**Exercises**
**a.** Copy the emissivity text word for word, between "Typical emissivities for" and "H2O or dust.", inclusive.
**b.** Carry on writing the text about radiation from a mill and its surroundings, starting right after its final sentence.

**Reading passage**
·····
Typical emissivities for various materials can be found at many places and in many books.
See this link for example: http://www.transmetra.ch/pdf/publikationen/emissivity.pdf
Using the Stefan-Boltzmann law
You should indeed use this law to calculate the emission from a mill. Fortunately The geometry of a mill an its surrounding is very simple. Therefore you do not need to use the full "geometry factors algebra". The surrounding of the mill "views" the whole mill and vice-vers which makes it a very simple problem.
Generally it can become more complicated, like for example inside a clinker kiln where the geometry include the clinker bed makes things a little bit more complicated. And this physics become clearly more difficult when "participating media" must be taken into account like the effect of CO2 and H2O or dust.
·····
**Data block**
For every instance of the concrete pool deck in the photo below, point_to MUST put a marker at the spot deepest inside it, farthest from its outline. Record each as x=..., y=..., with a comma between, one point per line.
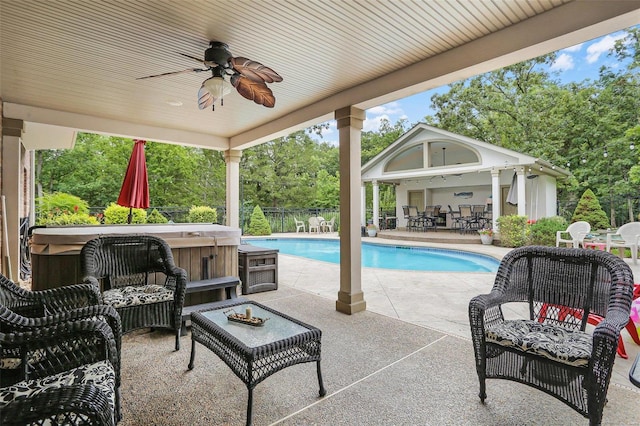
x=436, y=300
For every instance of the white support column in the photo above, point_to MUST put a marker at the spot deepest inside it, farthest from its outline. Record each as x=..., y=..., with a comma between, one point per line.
·····
**Results by task**
**a.**
Typical emissivities for various materials can be found at many places and in many books.
See this link for example: http://www.transmetra.ch/pdf/publikationen/emissivity.pdf
Using the Stefan-Boltzmann law
You should indeed use this law to calculate the emission from a mill. Fortunately The geometry of a mill an its surrounding is very simple. Therefore you do not need to use the full "geometry factors algebra". The surrounding of the mill "views" the whole mill and vice-vers which makes it a very simple problem.
Generally it can become more complicated, like for example inside a clinker kiln where the geometry include the clinker bed makes things a little bit more complicated. And this physics become clearly more difficult when "participating media" must be taken into account like the effect of CO2 and H2O or dust.

**b.**
Finally, let me note that convection plays generally a greater role at law temperatures. In an example that I calculated recently, where surface temperature was 54°C, the convection accounted for 60% of the heat loss and radiation for 40%. For convection, the rotation speed, the size, and even the bolds on the mill play a role (since the bolts are really coolers).
I assumed that you knew the surface temperature by measurement. Of course, if you are building a computational model of the mill, then the conduction from the inside to the outside must also be taken into account to calculate the external surface temperature. Some mills have an insulation.
And also, don't forget water evaporation in case you have some moisture entering the mill.